Data items:
-.-.-
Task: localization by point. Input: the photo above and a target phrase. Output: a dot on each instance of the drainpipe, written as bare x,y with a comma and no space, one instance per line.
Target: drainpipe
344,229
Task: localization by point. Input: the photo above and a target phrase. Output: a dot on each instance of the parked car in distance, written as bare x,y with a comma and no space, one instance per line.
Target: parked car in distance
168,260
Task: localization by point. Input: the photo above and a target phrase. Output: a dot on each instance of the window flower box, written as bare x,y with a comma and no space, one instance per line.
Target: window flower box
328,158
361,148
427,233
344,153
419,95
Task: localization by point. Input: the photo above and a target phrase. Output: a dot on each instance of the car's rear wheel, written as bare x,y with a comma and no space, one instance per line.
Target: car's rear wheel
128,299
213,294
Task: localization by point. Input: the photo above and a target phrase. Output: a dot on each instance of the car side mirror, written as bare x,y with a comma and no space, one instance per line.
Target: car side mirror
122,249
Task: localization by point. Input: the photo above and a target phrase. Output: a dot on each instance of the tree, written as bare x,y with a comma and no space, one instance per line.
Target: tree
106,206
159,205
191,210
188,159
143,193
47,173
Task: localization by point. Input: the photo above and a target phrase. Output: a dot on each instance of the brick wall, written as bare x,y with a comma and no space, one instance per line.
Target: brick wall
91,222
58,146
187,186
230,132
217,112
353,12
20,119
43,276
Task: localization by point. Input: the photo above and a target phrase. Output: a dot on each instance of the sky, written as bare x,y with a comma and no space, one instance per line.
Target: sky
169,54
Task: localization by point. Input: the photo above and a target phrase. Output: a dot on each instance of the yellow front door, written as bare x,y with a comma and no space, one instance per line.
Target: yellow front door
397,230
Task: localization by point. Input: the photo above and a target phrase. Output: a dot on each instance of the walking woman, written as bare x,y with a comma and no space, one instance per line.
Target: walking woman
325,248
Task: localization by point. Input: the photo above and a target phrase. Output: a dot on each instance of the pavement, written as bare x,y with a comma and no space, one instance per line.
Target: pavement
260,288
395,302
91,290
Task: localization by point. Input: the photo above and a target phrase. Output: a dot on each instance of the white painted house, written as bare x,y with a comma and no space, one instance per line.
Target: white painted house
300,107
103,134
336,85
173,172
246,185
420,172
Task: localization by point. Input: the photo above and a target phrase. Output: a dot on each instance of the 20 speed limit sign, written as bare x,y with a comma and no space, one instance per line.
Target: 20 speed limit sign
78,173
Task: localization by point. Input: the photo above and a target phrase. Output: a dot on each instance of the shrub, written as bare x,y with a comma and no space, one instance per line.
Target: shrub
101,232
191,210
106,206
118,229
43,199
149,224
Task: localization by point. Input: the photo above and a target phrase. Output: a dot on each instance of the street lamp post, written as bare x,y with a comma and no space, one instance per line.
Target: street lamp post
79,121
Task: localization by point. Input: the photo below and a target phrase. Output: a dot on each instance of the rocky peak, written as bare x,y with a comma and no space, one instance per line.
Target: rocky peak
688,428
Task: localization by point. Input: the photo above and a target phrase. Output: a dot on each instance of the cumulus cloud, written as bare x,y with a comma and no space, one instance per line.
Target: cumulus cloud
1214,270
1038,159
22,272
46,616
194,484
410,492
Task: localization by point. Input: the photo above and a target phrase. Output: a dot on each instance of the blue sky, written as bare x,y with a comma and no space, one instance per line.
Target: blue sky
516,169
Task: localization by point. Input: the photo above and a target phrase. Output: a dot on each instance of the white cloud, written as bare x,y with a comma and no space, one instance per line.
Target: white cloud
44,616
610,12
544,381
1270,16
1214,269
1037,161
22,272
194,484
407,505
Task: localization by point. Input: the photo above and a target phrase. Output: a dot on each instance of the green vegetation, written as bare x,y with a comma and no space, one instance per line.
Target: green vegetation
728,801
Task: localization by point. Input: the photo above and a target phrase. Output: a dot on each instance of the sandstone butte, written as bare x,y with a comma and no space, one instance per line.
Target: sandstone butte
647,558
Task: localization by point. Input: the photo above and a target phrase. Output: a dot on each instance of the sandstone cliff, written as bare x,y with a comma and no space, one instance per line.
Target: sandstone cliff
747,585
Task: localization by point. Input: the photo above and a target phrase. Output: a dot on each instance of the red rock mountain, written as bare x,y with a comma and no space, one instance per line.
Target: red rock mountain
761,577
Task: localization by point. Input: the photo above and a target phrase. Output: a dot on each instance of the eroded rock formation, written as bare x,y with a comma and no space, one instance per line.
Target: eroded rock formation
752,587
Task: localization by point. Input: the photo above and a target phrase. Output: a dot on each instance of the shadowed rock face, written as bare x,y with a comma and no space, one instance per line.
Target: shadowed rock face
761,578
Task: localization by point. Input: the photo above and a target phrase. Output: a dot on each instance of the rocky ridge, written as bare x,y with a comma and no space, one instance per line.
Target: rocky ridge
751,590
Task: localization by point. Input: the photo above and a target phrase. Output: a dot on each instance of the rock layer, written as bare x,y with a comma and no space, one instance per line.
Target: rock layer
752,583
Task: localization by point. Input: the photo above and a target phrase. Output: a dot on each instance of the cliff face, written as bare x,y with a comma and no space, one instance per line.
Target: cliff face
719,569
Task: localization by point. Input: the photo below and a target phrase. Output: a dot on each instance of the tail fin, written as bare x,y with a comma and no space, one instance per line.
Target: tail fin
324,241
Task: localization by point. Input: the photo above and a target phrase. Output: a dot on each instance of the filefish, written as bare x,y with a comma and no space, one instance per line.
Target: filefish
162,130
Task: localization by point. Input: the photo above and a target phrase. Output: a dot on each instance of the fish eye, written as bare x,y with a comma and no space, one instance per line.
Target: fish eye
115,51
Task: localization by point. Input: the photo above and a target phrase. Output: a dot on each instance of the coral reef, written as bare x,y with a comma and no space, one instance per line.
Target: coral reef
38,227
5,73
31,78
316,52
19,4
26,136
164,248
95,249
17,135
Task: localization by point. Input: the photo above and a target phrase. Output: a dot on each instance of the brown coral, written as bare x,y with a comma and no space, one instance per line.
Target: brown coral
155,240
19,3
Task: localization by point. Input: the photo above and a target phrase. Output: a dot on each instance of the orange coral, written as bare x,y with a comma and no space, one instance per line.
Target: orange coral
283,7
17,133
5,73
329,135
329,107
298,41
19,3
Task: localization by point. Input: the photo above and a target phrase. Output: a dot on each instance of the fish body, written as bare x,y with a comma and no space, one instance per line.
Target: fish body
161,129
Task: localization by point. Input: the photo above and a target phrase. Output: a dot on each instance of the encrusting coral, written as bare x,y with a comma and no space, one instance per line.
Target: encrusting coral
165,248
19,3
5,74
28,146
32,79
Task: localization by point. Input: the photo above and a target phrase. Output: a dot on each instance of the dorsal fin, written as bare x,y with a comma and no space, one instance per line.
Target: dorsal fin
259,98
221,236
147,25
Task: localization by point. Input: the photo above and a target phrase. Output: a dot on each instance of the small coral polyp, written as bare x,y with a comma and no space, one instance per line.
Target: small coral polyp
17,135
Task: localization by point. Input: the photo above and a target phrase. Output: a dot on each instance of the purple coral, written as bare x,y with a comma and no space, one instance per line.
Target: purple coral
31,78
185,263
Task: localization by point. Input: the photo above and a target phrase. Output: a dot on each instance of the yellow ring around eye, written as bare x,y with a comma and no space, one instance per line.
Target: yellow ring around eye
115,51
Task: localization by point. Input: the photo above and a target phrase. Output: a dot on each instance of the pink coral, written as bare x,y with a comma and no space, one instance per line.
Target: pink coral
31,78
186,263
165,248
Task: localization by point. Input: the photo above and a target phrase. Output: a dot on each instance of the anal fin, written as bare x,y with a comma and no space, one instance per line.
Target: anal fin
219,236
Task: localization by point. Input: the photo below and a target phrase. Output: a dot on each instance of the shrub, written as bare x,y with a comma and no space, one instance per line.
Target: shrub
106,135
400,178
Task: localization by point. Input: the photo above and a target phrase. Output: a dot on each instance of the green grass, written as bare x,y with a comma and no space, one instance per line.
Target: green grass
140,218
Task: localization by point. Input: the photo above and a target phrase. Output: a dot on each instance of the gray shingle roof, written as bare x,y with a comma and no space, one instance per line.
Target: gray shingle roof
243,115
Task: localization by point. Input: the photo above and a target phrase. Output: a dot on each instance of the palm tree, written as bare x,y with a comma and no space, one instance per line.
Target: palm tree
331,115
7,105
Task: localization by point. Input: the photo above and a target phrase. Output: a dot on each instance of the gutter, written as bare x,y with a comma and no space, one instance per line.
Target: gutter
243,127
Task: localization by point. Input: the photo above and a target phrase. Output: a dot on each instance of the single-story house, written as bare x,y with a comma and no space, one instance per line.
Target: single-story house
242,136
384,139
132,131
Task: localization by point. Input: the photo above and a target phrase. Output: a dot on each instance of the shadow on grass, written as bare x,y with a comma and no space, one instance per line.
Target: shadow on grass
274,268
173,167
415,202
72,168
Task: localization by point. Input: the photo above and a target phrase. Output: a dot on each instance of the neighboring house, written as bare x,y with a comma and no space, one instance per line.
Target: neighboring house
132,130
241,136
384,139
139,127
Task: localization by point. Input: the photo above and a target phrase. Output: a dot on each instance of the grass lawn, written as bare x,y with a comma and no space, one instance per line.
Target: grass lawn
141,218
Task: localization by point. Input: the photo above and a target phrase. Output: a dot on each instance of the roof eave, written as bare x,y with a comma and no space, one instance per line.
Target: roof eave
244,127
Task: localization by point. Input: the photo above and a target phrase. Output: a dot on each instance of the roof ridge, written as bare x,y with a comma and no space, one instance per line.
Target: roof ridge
-.-.-
Render as a JSON list of strings only the lines from the line containing "of the palm" through the end of the entries, with one string per line and blank lines omitted.

▶ [RESULT OF THE TASK]:
[
  "Task: localization by point. Input: the photo above and a target phrase. Output: a dot on each instance of the palm tree, written as bare x,y with a comma and no space, one instance per line.",
  "Target: palm tree",
  "331,115",
  "7,105",
  "Task: localization by point. Input: the photo above and a target phrase. Output: a dot on each instance of the gutter, written as bare x,y with a comma and no space, one instance per line.",
  "Target: gutter",
  "243,127",
  "Task: localization by point. Input: the photo above and a target phrase. Output: a dot on each instance of the single-story house, written as bare x,y with a comma and no space, one instance per line.",
  "Target: single-story house",
  "242,136",
  "384,139",
  "132,131",
  "Task: localization by point. Input: the photo above and a target phrase. Output: a dot on each instance of the shadow on grass, written as bare x,y with a comma and no space, one instance per line.",
  "Target: shadow on grass",
  "274,268",
  "173,167",
  "415,202",
  "72,168",
  "Task: localization by point. Input: the photo above and a target phrase. Output: a dot on each instance of the neighboring house, written as bare x,y with a comma and no space, one instance per line.",
  "Target: neighboring house",
  "132,130",
  "241,136",
  "384,139",
  "139,127",
  "Task: localization by point. Input: the photo above and a target phrase. Output: a dot on each instance of the grass lawn, written as bare x,y with a comma and no space, one instance per line.",
  "Target: grass lawn",
  "141,218",
  "Task: localization by point. Input: the photo above and a target phrase. Output: a dot on each instance of the roof eave, written as bare x,y with a comma and no space, one instance per line.",
  "Target: roof eave",
  "244,127",
  "Task: localization by point. Input: the photo above and a target phrase. Output: a dot on each instance of the roof ridge, written as bare x,y with a comma and no space, one instance per line.",
  "Target: roof ridge"
]